— Start of MATERIAL FOR THE TASK —

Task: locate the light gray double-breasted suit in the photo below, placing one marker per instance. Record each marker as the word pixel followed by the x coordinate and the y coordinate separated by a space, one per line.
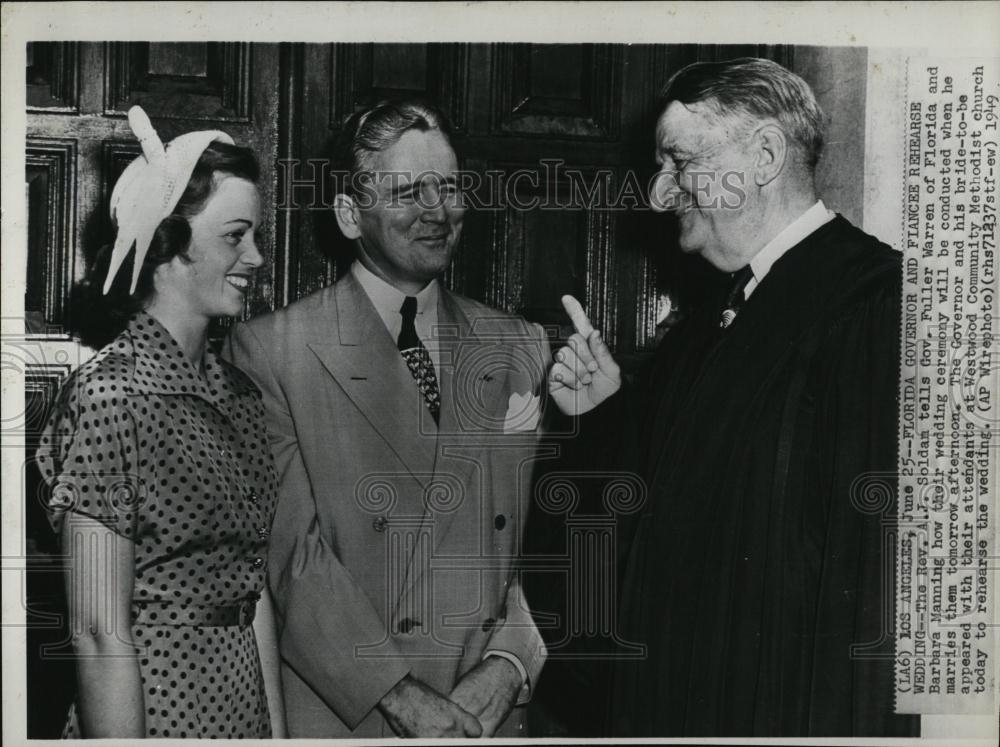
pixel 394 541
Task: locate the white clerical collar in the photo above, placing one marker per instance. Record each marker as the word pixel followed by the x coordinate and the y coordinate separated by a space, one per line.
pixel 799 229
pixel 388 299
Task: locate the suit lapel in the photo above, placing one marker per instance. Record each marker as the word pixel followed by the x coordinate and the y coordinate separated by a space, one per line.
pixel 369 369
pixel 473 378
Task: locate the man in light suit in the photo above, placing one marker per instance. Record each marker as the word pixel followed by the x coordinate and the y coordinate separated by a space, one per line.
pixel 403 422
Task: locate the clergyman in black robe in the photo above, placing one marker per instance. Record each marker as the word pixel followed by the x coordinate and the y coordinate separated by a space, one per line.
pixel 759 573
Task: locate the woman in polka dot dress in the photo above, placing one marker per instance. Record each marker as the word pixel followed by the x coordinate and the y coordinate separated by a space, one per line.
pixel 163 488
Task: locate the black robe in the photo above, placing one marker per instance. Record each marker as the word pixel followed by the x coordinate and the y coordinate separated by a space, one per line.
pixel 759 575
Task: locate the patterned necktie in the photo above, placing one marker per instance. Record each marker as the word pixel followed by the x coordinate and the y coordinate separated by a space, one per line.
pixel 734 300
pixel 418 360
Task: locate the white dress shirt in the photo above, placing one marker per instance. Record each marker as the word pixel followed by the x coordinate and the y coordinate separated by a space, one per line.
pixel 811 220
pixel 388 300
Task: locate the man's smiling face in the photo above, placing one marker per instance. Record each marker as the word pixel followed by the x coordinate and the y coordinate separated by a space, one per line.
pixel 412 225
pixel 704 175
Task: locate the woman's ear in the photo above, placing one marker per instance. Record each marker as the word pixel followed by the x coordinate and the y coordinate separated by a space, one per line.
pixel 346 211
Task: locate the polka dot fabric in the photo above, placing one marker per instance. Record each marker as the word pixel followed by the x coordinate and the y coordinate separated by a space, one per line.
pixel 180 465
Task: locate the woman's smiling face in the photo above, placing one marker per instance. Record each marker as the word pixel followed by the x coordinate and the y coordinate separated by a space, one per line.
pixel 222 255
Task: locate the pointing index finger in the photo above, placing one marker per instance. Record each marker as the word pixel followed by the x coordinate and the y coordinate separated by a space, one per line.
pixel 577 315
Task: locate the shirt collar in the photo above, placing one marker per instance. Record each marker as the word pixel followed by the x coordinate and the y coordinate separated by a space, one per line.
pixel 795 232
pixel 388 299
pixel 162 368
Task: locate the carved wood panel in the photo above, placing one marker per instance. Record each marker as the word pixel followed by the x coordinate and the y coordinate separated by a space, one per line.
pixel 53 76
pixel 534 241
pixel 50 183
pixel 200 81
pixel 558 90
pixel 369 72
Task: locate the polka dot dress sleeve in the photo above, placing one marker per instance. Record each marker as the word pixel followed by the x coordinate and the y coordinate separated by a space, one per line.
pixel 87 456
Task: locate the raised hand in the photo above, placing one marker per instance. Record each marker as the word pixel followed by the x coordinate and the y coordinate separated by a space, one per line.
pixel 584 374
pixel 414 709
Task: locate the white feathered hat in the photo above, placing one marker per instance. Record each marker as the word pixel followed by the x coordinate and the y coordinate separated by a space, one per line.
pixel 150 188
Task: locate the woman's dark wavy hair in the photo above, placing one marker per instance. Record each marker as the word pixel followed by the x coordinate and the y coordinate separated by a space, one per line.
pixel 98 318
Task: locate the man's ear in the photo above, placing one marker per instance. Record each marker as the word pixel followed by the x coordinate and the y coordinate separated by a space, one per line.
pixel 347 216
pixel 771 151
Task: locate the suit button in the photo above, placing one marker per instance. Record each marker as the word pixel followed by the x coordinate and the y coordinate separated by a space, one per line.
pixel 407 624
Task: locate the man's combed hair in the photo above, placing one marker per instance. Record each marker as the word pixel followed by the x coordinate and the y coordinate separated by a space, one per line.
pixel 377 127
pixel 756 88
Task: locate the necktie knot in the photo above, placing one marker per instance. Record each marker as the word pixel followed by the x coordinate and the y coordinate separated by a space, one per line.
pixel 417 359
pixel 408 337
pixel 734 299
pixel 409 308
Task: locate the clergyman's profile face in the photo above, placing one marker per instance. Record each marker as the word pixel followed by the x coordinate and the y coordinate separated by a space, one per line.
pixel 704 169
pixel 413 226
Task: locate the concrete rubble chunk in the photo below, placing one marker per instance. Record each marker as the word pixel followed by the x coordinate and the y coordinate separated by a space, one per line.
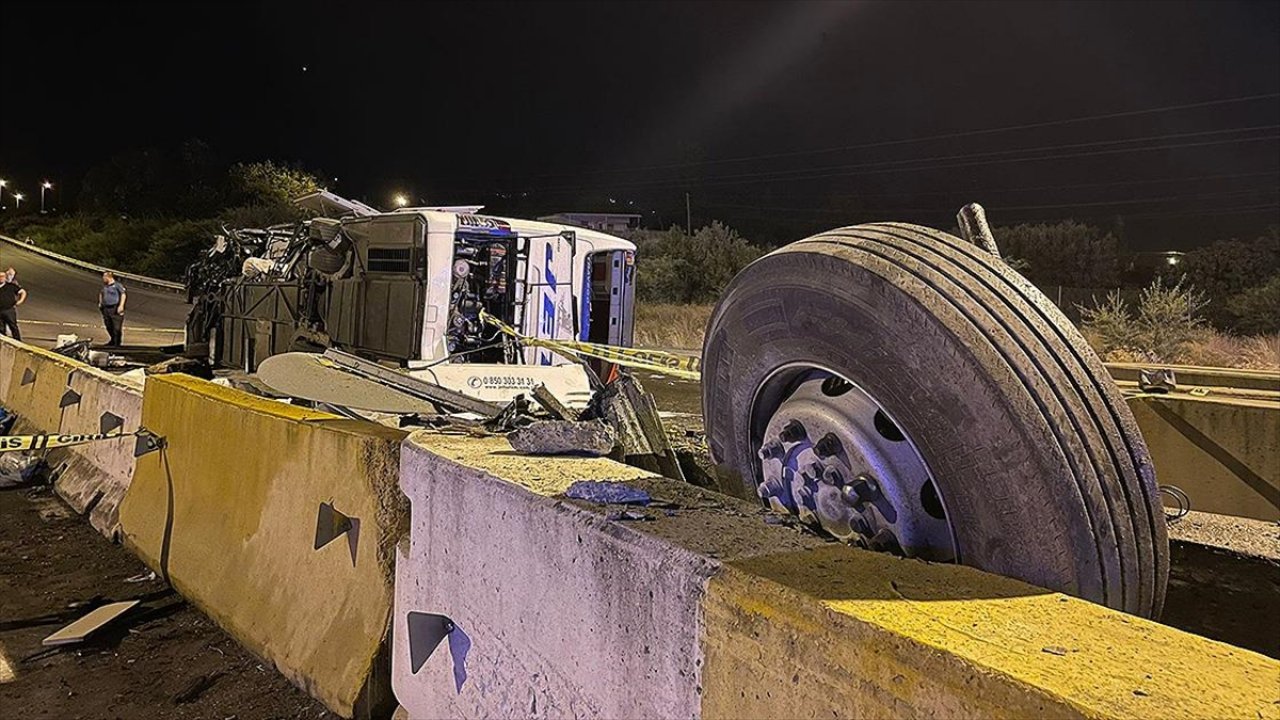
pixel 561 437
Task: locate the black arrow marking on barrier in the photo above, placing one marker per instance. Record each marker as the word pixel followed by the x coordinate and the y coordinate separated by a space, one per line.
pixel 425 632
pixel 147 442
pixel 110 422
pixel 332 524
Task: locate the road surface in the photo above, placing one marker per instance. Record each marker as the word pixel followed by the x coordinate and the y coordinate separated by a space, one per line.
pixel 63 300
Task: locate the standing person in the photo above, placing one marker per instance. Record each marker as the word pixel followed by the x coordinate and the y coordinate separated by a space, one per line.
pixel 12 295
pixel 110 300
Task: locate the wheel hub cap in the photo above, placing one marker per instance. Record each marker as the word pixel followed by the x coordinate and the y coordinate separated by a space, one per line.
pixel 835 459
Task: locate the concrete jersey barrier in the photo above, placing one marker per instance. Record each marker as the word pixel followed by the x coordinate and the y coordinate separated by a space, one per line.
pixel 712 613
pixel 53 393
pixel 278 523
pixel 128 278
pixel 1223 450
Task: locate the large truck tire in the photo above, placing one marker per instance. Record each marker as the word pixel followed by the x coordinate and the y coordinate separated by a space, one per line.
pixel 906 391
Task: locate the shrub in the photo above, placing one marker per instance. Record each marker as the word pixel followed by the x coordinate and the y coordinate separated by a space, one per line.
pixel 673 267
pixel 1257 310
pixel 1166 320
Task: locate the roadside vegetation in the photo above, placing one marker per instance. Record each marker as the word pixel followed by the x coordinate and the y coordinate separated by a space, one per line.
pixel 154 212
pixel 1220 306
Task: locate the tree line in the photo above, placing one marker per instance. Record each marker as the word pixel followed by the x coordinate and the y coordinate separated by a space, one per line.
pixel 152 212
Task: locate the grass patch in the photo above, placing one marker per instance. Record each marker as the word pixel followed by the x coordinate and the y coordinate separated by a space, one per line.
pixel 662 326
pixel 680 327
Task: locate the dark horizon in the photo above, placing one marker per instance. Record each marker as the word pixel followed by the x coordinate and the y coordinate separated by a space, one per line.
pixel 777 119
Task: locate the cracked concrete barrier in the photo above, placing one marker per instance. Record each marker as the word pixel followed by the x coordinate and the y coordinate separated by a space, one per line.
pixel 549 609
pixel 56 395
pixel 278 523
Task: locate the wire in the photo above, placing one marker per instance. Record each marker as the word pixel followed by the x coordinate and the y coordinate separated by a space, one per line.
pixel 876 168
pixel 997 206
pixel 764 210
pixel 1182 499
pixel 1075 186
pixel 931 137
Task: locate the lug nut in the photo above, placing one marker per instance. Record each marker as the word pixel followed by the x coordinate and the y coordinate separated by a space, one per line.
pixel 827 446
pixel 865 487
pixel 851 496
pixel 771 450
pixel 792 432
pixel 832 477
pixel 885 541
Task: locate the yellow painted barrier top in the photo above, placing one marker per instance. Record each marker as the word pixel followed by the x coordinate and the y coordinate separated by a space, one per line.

— End of MATERIAL FOR THE TASK —

Copy out every row above, swapping "marker" for "point" wherever it occurs and changing nothing else. Leave the pictures out.

OUTPUT BELOW:
Task: locate the light gray double-breasted suit in the photo below, placing one point per instance. Record each point as the word pixel followed by the x coordinate and the y coordinate separated by a space, one per line.
pixel 394 541
Task: locate the white clerical collar in the photo above, placing one point per instance. Record each point as the word pixel followed by the x coordinate and the y coordinate separated by a space, one per line.
pixel 799 229
pixel 388 299
Task: locate the suit lapel in the photo above, placing one point per instance. Record each point as the word pixel followed by the x coordinate and the y coordinate separated by a space, one per line.
pixel 369 369
pixel 473 378
Task: locate the man in light suit in the photo above, placing one point per instance. Record each point as the word pixel followed by the x coordinate and the y coordinate separated by a space, one per line.
pixel 403 422
Task: locate the clergyman in black robe in the photo above, placing one point per instance. Record each point as the word pixel followed by the x coordinate and the y coordinate separated by a space, one per line.
pixel 759 573
Task: locate the woman in polka dot dress in the photo above, placing one point per instance. Record each point as the word pixel followed by the x coordinate and the y coordinate separated by a space, one per line.
pixel 163 488
Task: locate the black robe in the photo above, placing one point per instance. Record each point as the word pixel followed by the x coordinate and the y coordinate separated by a space, one per line.
pixel 759 575
Task: locate the patterned necktie in the photo above, placing one point per instance. Record each point as the word pixel followed by the x coordinate and the y coordinate separated by a space, one per line.
pixel 734 300
pixel 418 360
Task: locate the white dress shirt in the photo above, placing one point per instance. Record each point as the word pixel followed by the x coordinate and the y coordinate separated by a space, one per line.
pixel 811 220
pixel 388 300
Task: locate the man's smiling face in the photo above, placing one point per instance. Record each point as the word pixel followed by the x coordinate and the y coordinate separated by a space, one per line.
pixel 412 225
pixel 704 175
Task: locate the woman's ear in the photo above, placing one point per instance. Record each point as the word pixel followed by the x coordinate and the y coordinate separated by a space, one per line.
pixel 346 211
Task: locate the polka dot fabric in the photo above, placing one point per instance. Record each point as the word pixel followed by the x coordinate and the y coordinate separated by a space, one per line.
pixel 180 465
Task: locate the woman's smiling face in the photo above, placing one point per instance. Record each point as the word pixel followed by the x coordinate and the y coordinate separated by a space, one per line.
pixel 222 255
Task: locate the pointing index finger in the photo above, placing one point per instance. Record each point as the word pixel followed by the x coordinate and the y coordinate separated by a space, one per line.
pixel 577 315
Task: locate the shirt collar in the photo above, placing one point per instance. Record each point as the word pixel followed by the x coordinate and the y coordinate separated by a space, one per line.
pixel 795 232
pixel 388 299
pixel 162 368
Task: locate the carved wood panel in the photo above, placing one point per instance. Record each point as the word pixel followed by the x coordinate and the y coordinate separated by a space, one per line.
pixel 53 76
pixel 534 241
pixel 50 183
pixel 200 81
pixel 558 90
pixel 369 72
Task: locate the polka dot dress sleeve in the photo above, placing one point per instance. Record each point as the word pixel followed by the x coordinate and the y coordinate separated by a space, one per line.
pixel 87 456
Task: locate the raised hand in the photo above, placing one point per instance. Record each point as the word pixel followed by the x coordinate and the y coordinate separated by a space, one per line.
pixel 584 374
pixel 414 709
Task: locate the white feathered hat in the photo above, placing one point per instance. Record each point as the word pixel followed by the x coordinate and the y coordinate separated by a space, one per line.
pixel 150 188
Task: locate the woman's dark wavy hair in the photo above, placing one point per instance. Record each point as the word pixel followed by the x coordinate and the y coordinate separated by a space, one per line.
pixel 98 318
Task: locate the man's ear in the photo above, placing one point per instance. Record each point as the word pixel followed by the x coordinate and the y coordinate separated by a space, one per line.
pixel 347 216
pixel 771 151
Task: locate the suit button in the photo above, placing one point per instance. Record each point as the word pixel followed by the x coordinate and the y coordinate separated by a space, one per line.
pixel 407 624
Task: locate the man's combed hair in the photo above, placing one point per instance. Record each point as the word pixel followed by the x coordinate and the y coordinate separated by a space, one per line.
pixel 377 127
pixel 756 88
Task: locate the necktie knot in the photo above, placing one point per instance. Record each point as the word pixel followed by the x coordinate and the y coordinate separated by a space, one per line.
pixel 417 359
pixel 408 337
pixel 734 299
pixel 409 308
Task: locate the clergyman's profile face in the photo above, placing one point per instance. Record each point as the word pixel followed by the x coordinate and the y coordinate separated by a space, one per line.
pixel 704 169
pixel 413 226
Task: locate the concrete rubble chunk in the photo below, placing one point per instance. Record each point as the word pixel followed by the x coordinate and the y coordinate separated by a space, one per line.
pixel 561 437
Task: locate the black arrow marking on barrier in the photo above, placing one point per instance. Record each point as the word pixel followed by the x coordinate and the y coordinate separated by a space, one per line.
pixel 425 632
pixel 147 442
pixel 110 422
pixel 332 524
Task: locate the road surface in the photo above, placing one point per instance. Record each point as the word pixel followed by the x coordinate and the y coordinate separated by a space, one per line.
pixel 63 300
Task: locate the standing person in the photo above, placing one point per instance. Record each point as the word pixel followed by the x coordinate and the y coordinate separated by a space, one per line.
pixel 12 295
pixel 110 300
Task: locate the wheel hub cap in the photo above, placing one point per instance. Record each point as the word pixel followed by the x coordinate and the y coordinate separated by a space, one per line.
pixel 835 459
Task: locate the concrete jersey barrier in the photo above, placing one point per instance. Record each point as the word pixel followed by the x coordinate and the y coordinate separated by a space, one per line.
pixel 712 613
pixel 53 393
pixel 278 523
pixel 128 278
pixel 1223 450
Task: locate the large truck tire in the photo above, placing one point per instance. Record each point as the word pixel followed by the x coordinate and the y coordinate separated by a space, one per line.
pixel 906 391
Task: locate the shrub in the photo above, placing one point per instance. Record each point as the word pixel followed by the x coordinate and the y coordinate separated by a space, one per line.
pixel 673 267
pixel 1257 310
pixel 1166 320
Task: locate the roadside vegetation in the photo above, placing one point per instance. Record each point as the word pixel followed by the x coordinate and the y coordinate separated by a space, one per line.
pixel 154 212
pixel 1220 306
Task: locate the tree line in the photo above, placing one point per instance. Record each point as the word pixel followed by the x coordinate and the y coordinate separated by a space, one per line.
pixel 152 212
Task: locate the grass patch in the photo above, placing one point per instance. Record each point as the word pixel followed by the x coordinate and the y coordinate separated by a space, one per line.
pixel 662 326
pixel 680 327
Task: locate the dark horizon in the photo above, placing one point per instance. Record each point as the word pixel followed by the x coordinate and the y coordinate separated by a space, one per line.
pixel 777 119
Task: locate the cracked concrete barrier in the photo above, placing one point per instance. Record each point as the word pixel followed by the x coordinate and the y coordinate separated by a space, one per line.
pixel 549 609
pixel 56 395
pixel 278 523
Task: locate the wire in the photo above, placing one point per instance. Record each point as the word pixel followed by the x coordinate and the y coordinate separated by a space, one per line.
pixel 876 168
pixel 997 206
pixel 764 210
pixel 1182 499
pixel 1075 186
pixel 931 137
Task: locate the lug nut in the photo above, placing one point per instance. Record each point as the word pixel followed by the x coordinate and the y coordinate separated by a space, one per line.
pixel 827 446
pixel 865 487
pixel 851 496
pixel 771 450
pixel 792 432
pixel 832 477
pixel 885 541
Task: locate the yellow painted barrier top in the photo above, placing one point per instance. Record each point as the word pixel followed by the x coordinate and the y coordinate separated by a space, one per line.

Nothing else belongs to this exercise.